[BEGIN LISTED RECORDS]

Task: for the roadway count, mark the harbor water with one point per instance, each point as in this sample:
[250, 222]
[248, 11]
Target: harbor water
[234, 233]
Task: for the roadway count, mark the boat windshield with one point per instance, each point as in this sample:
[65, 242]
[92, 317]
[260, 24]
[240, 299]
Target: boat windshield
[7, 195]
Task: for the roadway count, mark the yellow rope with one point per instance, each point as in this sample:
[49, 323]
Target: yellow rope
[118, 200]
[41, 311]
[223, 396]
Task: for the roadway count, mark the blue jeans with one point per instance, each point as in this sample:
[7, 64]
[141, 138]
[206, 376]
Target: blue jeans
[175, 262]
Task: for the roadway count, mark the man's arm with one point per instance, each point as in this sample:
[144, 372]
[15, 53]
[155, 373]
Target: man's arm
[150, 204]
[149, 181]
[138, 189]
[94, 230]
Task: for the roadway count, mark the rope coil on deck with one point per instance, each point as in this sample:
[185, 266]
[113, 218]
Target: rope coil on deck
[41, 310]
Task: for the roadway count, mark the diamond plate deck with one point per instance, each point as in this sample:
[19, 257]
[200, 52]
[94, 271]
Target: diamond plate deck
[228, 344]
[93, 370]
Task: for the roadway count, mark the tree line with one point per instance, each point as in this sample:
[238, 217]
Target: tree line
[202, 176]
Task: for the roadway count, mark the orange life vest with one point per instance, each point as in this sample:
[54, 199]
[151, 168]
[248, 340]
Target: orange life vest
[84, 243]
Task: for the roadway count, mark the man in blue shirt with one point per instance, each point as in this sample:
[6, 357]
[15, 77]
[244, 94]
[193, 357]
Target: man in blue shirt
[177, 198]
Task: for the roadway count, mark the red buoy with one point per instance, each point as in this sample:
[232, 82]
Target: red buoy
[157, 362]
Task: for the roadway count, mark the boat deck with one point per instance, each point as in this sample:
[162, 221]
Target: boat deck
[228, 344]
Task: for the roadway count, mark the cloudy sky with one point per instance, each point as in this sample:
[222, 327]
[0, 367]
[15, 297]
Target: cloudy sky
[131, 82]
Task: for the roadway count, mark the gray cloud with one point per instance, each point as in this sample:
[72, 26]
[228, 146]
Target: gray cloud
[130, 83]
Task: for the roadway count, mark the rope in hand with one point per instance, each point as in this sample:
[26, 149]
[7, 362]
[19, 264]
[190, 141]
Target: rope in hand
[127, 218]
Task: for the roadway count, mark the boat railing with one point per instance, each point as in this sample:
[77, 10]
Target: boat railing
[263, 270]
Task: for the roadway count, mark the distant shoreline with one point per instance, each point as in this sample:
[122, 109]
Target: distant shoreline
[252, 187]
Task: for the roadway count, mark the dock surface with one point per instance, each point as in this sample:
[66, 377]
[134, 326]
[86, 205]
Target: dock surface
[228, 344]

[END LISTED RECORDS]

* GIVEN REQUEST: Please write out the rows word for word, starting with the line that contains "Task: for the roadway count, mark the distant" and going on through the end of the rows.

* ANSWER TO THE EXERCISE:
Task: for the roadway count, mark the distant shoreline with one point per instance, each point as in this sample:
[122, 109]
Target: distant shoreline
[252, 187]
Task: for the roadway count, mark the dock surface with one point per instance, each point as in this sample:
[66, 377]
[134, 326]
[86, 205]
Target: dock surface
[228, 344]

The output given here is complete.